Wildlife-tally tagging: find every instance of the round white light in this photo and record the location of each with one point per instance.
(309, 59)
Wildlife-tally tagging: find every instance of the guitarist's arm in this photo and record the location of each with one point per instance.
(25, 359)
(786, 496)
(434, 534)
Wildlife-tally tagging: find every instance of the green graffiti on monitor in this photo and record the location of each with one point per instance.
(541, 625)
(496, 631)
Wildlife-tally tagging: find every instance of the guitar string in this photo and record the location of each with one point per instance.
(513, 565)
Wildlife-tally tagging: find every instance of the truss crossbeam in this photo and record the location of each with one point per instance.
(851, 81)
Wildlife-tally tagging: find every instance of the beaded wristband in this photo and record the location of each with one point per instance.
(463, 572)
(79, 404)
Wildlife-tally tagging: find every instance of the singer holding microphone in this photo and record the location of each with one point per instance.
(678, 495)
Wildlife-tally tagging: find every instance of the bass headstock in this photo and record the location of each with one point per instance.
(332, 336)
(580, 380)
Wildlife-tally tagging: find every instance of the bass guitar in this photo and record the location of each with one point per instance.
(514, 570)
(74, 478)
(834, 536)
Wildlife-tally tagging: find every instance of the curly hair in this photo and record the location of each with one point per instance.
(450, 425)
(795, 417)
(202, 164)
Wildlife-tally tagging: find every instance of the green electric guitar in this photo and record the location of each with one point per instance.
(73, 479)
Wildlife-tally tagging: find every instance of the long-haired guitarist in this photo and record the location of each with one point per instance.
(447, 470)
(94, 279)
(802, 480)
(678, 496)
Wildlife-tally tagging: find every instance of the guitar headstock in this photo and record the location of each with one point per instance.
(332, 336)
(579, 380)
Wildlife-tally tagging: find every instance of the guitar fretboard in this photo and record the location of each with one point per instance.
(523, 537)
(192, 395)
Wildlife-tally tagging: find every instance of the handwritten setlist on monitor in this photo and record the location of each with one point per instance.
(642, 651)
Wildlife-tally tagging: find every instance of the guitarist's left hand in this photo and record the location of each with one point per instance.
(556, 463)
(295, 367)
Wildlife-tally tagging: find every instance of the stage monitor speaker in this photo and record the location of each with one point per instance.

## Exercise instructions
Repeat the listing above in full, word for word.

## Result of the task
Wildlife-tally tagging: find every instance of the round white light in this photo and record the location of each with one point per instance.
(309, 59)
Wildlife-tally tagging: find every instance of the guitarist's arm in this photo and record the location of each with one point per instance.
(25, 359)
(786, 496)
(434, 534)
Wildlife-tally tagging: find every instance of the green graffiti on monitor in this photo and record the location of each with one point per instance.
(541, 625)
(496, 631)
Wildlife-tally tagging: find every instance of the guitar string in this photo and record the location of each with one point per instance.
(513, 565)
Wildlife-tally tagging: find every instance of the truss crossbeam in this photo and record the location of each with one point per instance.
(851, 81)
Wildlife-tally tagging: find every instance of the beaded wristband in this photo and record the location of each with one point per instance.
(463, 572)
(79, 404)
Wildlife-tally tagging: find every instance of the singer holding microphone in this photo and record the location of each with one point per instance.
(678, 495)
Wildlife-tally tagging: find every instance of the bass headstock in this photo and record the location of each with one point per instance.
(332, 336)
(580, 380)
Wildlife-tally tagging: find every instance of the bass guitar in this photo and record the location of each with one point per instance.
(514, 570)
(74, 478)
(834, 536)
Wildlife-tally tagging: find every instance of the curly hair in this photo and record the location of each with one point per instance.
(450, 425)
(795, 417)
(202, 164)
Wildlife-tally tagging: find every instance of the green electric guitar in this photo and record the location of each with one point per instance.
(73, 479)
Wildlife-tally tagging: find every instance of the long-haired guitarist in this photo and record the location of each with one point per instance.
(447, 470)
(94, 279)
(802, 480)
(678, 496)
Wildlife-tally tagging: find every instance of the guitar headstock in this photo and record the location of each with one point per instance.
(332, 336)
(579, 380)
Wildlife-tally tagging: find every instance of the guitar fretboard in this photo and record the location of each with one point per instance.
(523, 537)
(192, 395)
Wildlife-tally tagging: find every instance of the handwritten setlist on monitor in this photo and record the location of each with one point per instance.
(642, 651)
Wildlife-tally tagging: find every instance of the guitarist's left hand in this photo and record the location of each with one point per instance.
(556, 463)
(295, 367)
Wildlife-tally tagging: find every instance of the stage monitor speaker in this photo and record the location of each with one point per instance.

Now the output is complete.